CONSIGNES DE TRAVAIL ▸
• 1. Relevez dans l'entretien sur l'album « Human~Kelt » le passage qui commence par « Oui, on peut » et se termine par « un militant régionaliste ? ».
• 2. Rédigez la suite de l'entretien sur l'album « Human~Kelt » à partir de l'endroit où il s'arrête.

Oui, on peut comparer. On est très différent, mais ça se rejoint, car la grande cause de sa vie a été l’Arménie. Il a défendu son pays comme moi je défends la Bretagne.

La réalisation de « Human~Kelt » a pris combien de temps ?
Il faut compter plus de 4 ans. Evidemment, c’est pas 4 ans à temps complet. Mais à l’arrivée, je n’ai jamais passé autant de temps sur un album. Il y a eu énormément de travail de mixage. Chaque détail de son m’intéresse. J’ai toujours eu l’approche du son avant les notes. Elles ont une importance secondaire. Les couleurs m’intéressent. Après que ce soit une note ou une autre…

Sur votre album, Francis Cabrel chante en occitan. C’est aussi un militant régionaliste ?
On s’est croisé plusieurs fois, mais on n’a jamais eu le temps d’avoir de longues conversations sur ces sujets là. Finalement, ce qui m’intéresse, c’est la démarche. On voit bien qu’il est attaché à tout ce monde là.  Qu’il chante en occitan, c’est symbolique pour un artiste populaire français. Certains politiques vont peut-être s’interroger. Et se demander si c’est normal de laisser tomber la culture occitane.qui était la principale culture européenne au Moyen Age.

Dans cette Europe en mouvement (Pays Catalan, Ecosse, Flandre, Corse…), pourquoi la Bretagne est à la traîne ?

Enregistrements du jeu de données d'annotation par points
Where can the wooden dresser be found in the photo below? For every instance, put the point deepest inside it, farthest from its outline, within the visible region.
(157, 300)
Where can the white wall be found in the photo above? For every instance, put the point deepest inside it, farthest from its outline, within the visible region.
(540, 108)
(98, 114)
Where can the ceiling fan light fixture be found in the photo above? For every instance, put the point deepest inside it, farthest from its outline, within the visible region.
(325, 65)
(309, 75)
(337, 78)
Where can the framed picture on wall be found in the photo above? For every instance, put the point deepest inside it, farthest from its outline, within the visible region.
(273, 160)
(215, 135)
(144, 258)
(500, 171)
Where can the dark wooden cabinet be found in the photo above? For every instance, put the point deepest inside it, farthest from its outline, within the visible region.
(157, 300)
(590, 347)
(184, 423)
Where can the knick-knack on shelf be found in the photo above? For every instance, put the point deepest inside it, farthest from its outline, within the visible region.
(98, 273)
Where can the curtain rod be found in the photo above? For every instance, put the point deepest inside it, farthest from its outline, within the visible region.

RÉSULTATS ▸
• 1.
Oui, on peut comparer. On est très différent, mais ça se rejoint, car la grande cause de sa vie a été l’Arménie. Il a défendu son pays comme moi je défends la Bretagne.

La réalisation de « Human~Kelt » a pris combien de temps ?
Il faut compter plus de 4 ans. Evidemment, c’est pas 4 ans à temps complet. Mais à l’arrivée, je n’ai jamais passé autant de temps sur un album. Il y a eu énormément de travail de mixage. Chaque détail de son m’intéresse. J’ai toujours eu l’approche du son avant les notes. Elles ont une importance secondaire. Les couleurs m’intéressent. Après que ce soit une note ou une autre…

Sur votre album, Francis Cabrel chante en occitan. C’est aussi un militant régionaliste ?

• 2.
Sur le plan musique c’est faut. Par contre, il est vrai qu’il n’y a pas eu de grands leaders politiques en Bretagne. Pourquoi ? Peut-être parce que les circonstances historiques ne l’ont pas voulu. La langue, dès les siècles d’indépendance, était réduite à l’ouest du pays. Dès le règne des Ducs, la classe dirigeante parle français ou latin. Cette situation là, n’est pas celle de la Corse. L’autre problème, c’est que la majorité des classes dirigeantes et intellectuelles en Bretagne ne sont pas à la hauteur : que font-ils pour leur pays ? Le complexe d’infériorité existe encore un peu. Beaucoup moins dans le peuple d’ailleurs. Nos professeurs connaissent les grands philosophes grecques, mais pas l’histoire de leur pays, la Bretagne ! Normal qu’il ait des complexes puisqu’il n’a pas de culture générale ! Et ils balayent ça d’un revers de la main. Ils ont presque envie que ça disparaisse pour ne pas avoir honte. On le voit quand les députés bretons n’ont pas soutenu la réunification.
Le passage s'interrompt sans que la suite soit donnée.